→ What you need to do:
Rewrite the data below, changing every "as tight as possible" to "as snug as possible" and keeping everything else the same. Leave the pictures out of your version.

→ Material provided:
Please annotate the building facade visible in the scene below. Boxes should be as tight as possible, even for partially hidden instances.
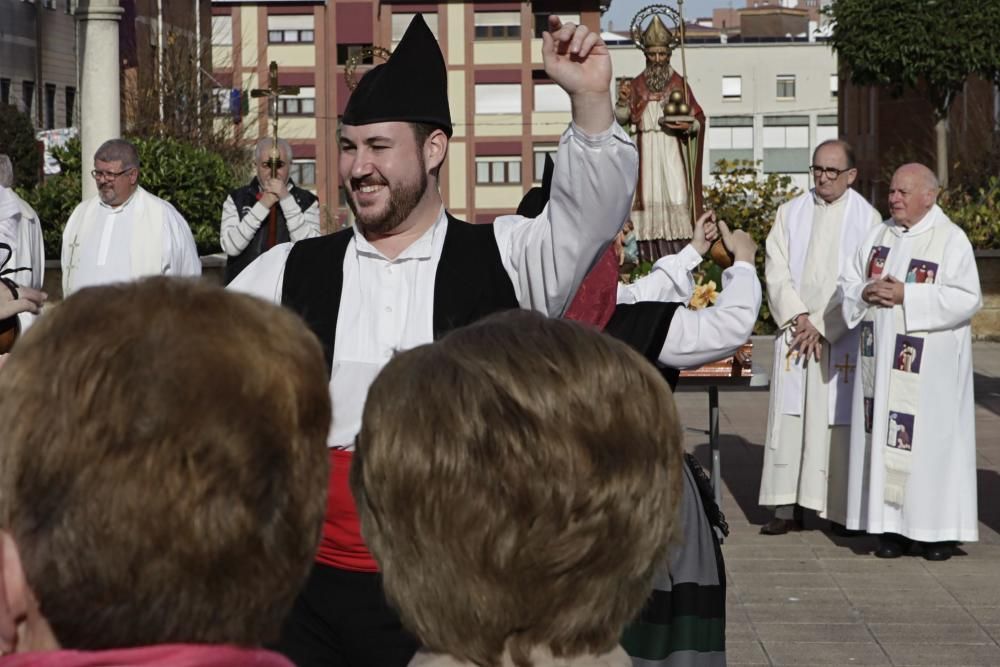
[611,40,839,189]
[212,0,600,227]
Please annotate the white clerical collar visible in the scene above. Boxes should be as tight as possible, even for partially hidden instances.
[354,206,448,262]
[891,204,940,236]
[810,188,851,206]
[98,187,139,213]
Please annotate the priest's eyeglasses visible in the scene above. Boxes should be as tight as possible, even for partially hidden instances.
[809,164,851,181]
[90,167,135,181]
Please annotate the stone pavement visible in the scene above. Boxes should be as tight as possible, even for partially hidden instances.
[677,338,1000,667]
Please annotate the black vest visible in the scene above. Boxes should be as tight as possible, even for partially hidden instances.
[604,301,683,391]
[281,214,518,370]
[225,176,316,285]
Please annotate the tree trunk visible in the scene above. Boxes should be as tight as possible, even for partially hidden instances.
[934,117,948,188]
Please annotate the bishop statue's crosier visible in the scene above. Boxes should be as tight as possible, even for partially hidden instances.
[615,5,705,261]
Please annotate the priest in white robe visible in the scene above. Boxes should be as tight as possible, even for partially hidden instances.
[759,140,879,535]
[62,139,201,297]
[841,164,983,560]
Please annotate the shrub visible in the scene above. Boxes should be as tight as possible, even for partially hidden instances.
[0,103,42,188]
[702,160,799,334]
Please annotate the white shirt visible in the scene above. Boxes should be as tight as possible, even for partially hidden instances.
[618,244,761,368]
[229,123,638,449]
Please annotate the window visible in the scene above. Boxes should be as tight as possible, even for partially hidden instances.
[212,16,233,46]
[278,86,316,116]
[45,83,56,130]
[777,74,795,100]
[533,12,580,39]
[288,160,316,187]
[66,86,76,127]
[535,83,570,111]
[337,44,375,66]
[475,12,521,39]
[21,81,35,116]
[476,157,521,185]
[708,116,753,150]
[212,88,233,116]
[268,14,316,44]
[392,12,438,48]
[762,116,809,148]
[722,76,743,100]
[531,144,559,183]
[476,83,521,113]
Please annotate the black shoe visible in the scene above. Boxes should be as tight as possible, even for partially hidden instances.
[760,517,802,535]
[924,542,954,560]
[830,521,865,537]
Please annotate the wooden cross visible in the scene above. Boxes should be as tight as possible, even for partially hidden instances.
[785,350,799,372]
[250,60,299,248]
[833,354,857,384]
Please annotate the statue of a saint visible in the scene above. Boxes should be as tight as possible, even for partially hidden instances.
[615,5,705,261]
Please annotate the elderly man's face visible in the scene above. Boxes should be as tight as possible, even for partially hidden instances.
[94,160,139,206]
[812,144,858,203]
[889,165,937,228]
[257,148,292,183]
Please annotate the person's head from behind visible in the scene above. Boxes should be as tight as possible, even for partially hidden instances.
[91,139,139,206]
[351,311,682,665]
[253,137,292,185]
[339,14,452,239]
[0,277,330,652]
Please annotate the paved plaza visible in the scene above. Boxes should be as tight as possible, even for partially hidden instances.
[677,338,1000,667]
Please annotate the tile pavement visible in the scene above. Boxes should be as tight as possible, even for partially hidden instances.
[676,338,1000,667]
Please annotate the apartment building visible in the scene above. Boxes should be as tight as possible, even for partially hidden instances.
[212,0,600,224]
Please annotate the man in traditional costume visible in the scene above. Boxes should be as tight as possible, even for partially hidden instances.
[230,15,638,667]
[841,164,983,560]
[759,140,879,535]
[615,15,705,261]
[219,137,319,285]
[62,139,201,296]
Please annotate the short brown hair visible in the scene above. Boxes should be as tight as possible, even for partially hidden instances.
[351,311,682,665]
[0,277,330,650]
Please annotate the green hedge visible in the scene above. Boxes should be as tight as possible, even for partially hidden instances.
[20,138,245,258]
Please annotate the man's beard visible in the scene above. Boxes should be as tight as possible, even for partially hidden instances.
[347,160,427,236]
[646,63,670,93]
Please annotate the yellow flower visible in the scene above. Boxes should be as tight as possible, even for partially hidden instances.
[688,280,719,310]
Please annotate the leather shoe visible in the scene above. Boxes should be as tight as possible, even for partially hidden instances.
[760,517,802,535]
[924,542,953,560]
[830,521,865,537]
[875,539,903,558]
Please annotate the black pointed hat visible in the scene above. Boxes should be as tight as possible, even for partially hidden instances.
[517,153,556,218]
[343,14,452,137]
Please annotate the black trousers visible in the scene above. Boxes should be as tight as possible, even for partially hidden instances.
[271,563,418,667]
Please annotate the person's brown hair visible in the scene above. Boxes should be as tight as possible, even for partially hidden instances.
[351,311,682,665]
[0,277,330,650]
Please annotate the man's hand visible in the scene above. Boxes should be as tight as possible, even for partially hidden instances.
[788,313,823,361]
[0,285,49,320]
[691,211,719,257]
[718,220,757,264]
[260,178,288,208]
[861,276,904,308]
[542,16,614,134]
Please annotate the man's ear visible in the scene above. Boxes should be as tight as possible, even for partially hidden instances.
[0,530,31,653]
[424,129,448,176]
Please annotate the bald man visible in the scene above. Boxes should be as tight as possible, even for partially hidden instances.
[840,164,983,560]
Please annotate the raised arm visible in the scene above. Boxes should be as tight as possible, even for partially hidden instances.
[494,17,639,316]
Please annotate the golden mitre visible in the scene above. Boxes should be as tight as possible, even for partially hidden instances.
[642,14,673,49]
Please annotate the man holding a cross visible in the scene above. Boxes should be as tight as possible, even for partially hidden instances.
[219,137,319,285]
[760,140,880,535]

→ Result for this task:
Please annotate the building facade visible in the scene below. Boxes should be as snug as possible, even for partially hidden instances.
[611,40,839,189]
[212,0,600,227]
Please annotate the white clerical collar visible in the scene above. Boxes should be as snug as possible, even for partially hidden instances.
[354,206,448,262]
[891,204,940,236]
[810,188,851,206]
[98,187,139,213]
Please annotate the priest's eyeglasses visible in the scene above. Boxes should be as snug as possible, even for partially hidden instances.
[809,164,851,181]
[90,167,135,181]
Please annotate the stone pavement visible in the scene above. Boxes should be as snug as possible, even for partially hidden instances.
[677,338,1000,667]
Please annotate the black vest visible in the scene above. Boxes should be as snug as possible, even for partially hidden instances.
[604,301,683,391]
[281,214,518,370]
[225,176,316,285]
Please annotate the tree trunk visible in the scene above. Boxes should be as snug as possible, even for partially hidden instances.
[934,117,948,188]
Please annotate the bishop statue's crosier visible in the scene above. Boxes should be as snug as possible, even for partially hidden instances.
[615,5,705,261]
Please annotate the priest in white robe visible in the scene above. Boxes should be as snug as possible, even for partially hidden instances.
[759,140,879,535]
[62,139,201,297]
[841,164,983,560]
Please annotate the shrub visible in the scene above. Boxes should be as snug as possible, even for partially hidden instances.
[0,103,42,188]
[702,160,799,334]
Please annotate the white shirt visible in the scene above. Boxes should be as snug as possible, even for partially hidden instances.
[618,244,761,368]
[229,123,638,449]
Please annotate the window visible in the scene above. Boxes should be as snug as possible, even for partially hidden instances.
[212,16,233,46]
[278,86,316,116]
[45,83,56,130]
[777,74,795,100]
[533,12,580,39]
[288,160,316,187]
[66,86,76,127]
[535,83,570,111]
[337,44,375,66]
[475,12,521,39]
[21,81,35,116]
[476,157,521,185]
[708,116,753,150]
[212,88,233,116]
[268,14,316,44]
[392,12,438,48]
[762,116,809,148]
[722,76,743,100]
[531,144,559,183]
[476,83,521,113]
Please annotate the black shoe visible in the scene above. Boxes should be as snug as possible, even for partially hidden instances.
[760,517,802,535]
[924,542,954,560]
[830,521,865,537]
Please annotate the wooden cross visible in the scene above. Boxes should be as snug as possible, even for partially hidden instances.
[785,350,799,372]
[250,60,299,248]
[833,354,857,384]
Please annotate the statue of a saint visible in the scene above. Boxes should be as snug as possible, even for partially hidden instances.
[615,5,705,261]
Please annotate the elderly man's face visible in the scene above. Boxes should be as snug as possible, even for partially hidden instances.
[94,160,139,206]
[812,144,858,203]
[889,165,937,228]
[257,148,292,183]
Please annotate the person's head from behind visible in the scene above. Boxes should be as snug as possible, even for partially hidden instances.
[91,139,139,206]
[351,311,682,665]
[253,137,292,185]
[339,14,452,239]
[0,277,330,652]
Please annotate the paved plaza visible in the scene above. Boxes should be as snug as possible, even for partially hidden instances.
[677,338,1000,667]
Please annotate the tile pavement visible in the scene above. Boxes should be as snug as possible, even for partially hidden instances.
[676,338,1000,667]
Please annotate the apartment building visible in the scene above. Boxes should be as snug as possible, even for partially hidden instances.
[212,0,600,224]
Please annotate the man in traditional costume visible in the scene above. Boxes should be as snug as possible, even for partially hidden instances.
[230,15,638,667]
[841,164,983,560]
[759,140,879,535]
[615,15,705,261]
[219,137,319,285]
[62,139,201,296]
Please annotate the short brown hair visible in the scene above. Boxes should be as snug as possible, even for partially hidden instances.
[351,311,682,665]
[0,277,330,650]
Please annotate the green hedge visible in the scene above. Boxes should be as snug as possible, even for partially hidden instances.
[20,138,245,258]
Please annotate the man's beard visible in the scene above. Boxes should be as snug as possible, even for partially hidden instances.
[347,160,427,236]
[646,63,670,93]
Please annotate the yellow flower visible in the scene above. Boxes should be as snug as possible, even for partially hidden instances.
[688,280,719,310]
Please annotate the leather shoe visible in the scene above. Boxes should be as snug as possible, even for partially hidden instances.
[760,517,802,535]
[924,542,953,560]
[830,521,865,537]
[875,539,903,558]
Please annotate the black pointed hat visible in the scene above. Boxes should be as snug as possible, even for partially hidden instances.
[517,153,556,218]
[343,14,452,137]
Please annotate the black trousers visible in the scene above. Boxes should be as snug as possible, even for partially hidden instances.
[271,563,418,667]
Please annotate the person's brown hair visible in the scene above. Boxes should be as snug as possible, even for partially hidden instances.
[351,311,682,665]
[0,277,330,650]
Please annotate the man's hand visible in the scene above. Boxes should be as snug as possible, even for partially hidden instances.
[788,313,823,361]
[0,285,49,320]
[691,211,719,257]
[718,220,757,264]
[260,178,288,208]
[861,276,904,308]
[542,16,614,134]
Please annotate the man's ear visible in the scene above. Boxes should be as snug as possible, even for partially hidden instances.
[0,530,31,653]
[424,129,448,176]
Please annotate the bald man visible in the scene above. Boxes should be as snug as possible, even for partially hidden instances.
[840,164,983,560]
Please annotate the raised arm visible in the scene above. Boxes should be as snug as possible, even for partially hidden instances.
[494,17,639,316]
Please annotate the golden mitre visible in the scene above. Boxes should be as snug as possible, even for partially hidden instances.
[642,14,673,49]
Please annotate the man holding a cross visible in the scene above. Boxes should be as snug as possible, even for partially hidden instances.
[219,137,319,285]
[760,140,880,535]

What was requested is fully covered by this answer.